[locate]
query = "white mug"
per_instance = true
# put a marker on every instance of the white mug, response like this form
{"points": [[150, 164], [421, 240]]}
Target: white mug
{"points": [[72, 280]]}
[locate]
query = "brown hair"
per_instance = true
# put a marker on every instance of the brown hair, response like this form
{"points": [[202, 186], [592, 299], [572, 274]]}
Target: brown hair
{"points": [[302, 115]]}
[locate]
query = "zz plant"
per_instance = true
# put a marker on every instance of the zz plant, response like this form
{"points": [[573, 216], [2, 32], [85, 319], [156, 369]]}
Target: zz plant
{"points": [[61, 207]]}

========================================

Render all the records above as a Markdown table with the columns Row and Line, giving each non-blank line its own numbered row.

● Answer to the exercise
| Row | Line |
|---|---|
| 1 | [locate] |
| 2 | query = "white mug" |
| 3 | per_instance = true |
| 4 | # put a marker on every instance of the white mug, response like this form |
| 5 | {"points": [[150, 164], [421, 240]]} |
| 6 | Target: white mug |
| 7 | {"points": [[72, 280]]} |
| 8 | [locate] |
| 9 | query = "brown hair" |
| 10 | per_instance = true |
| 11 | # put a marker on every instance of the brown hair, response like this form |
| 12 | {"points": [[202, 186], [592, 299], [572, 274]]} |
| 13 | Target: brown hair |
| 14 | {"points": [[302, 115]]} |
| 15 | [locate] |
| 16 | query = "zz plant" |
| 17 | per_instance = true |
| 18 | # put a marker on every instance of the zz plant, response like this form |
| 19 | {"points": [[573, 216], [2, 32], [85, 319], [156, 369]]} |
| 20 | Target: zz plant |
| 21 | {"points": [[61, 207]]} |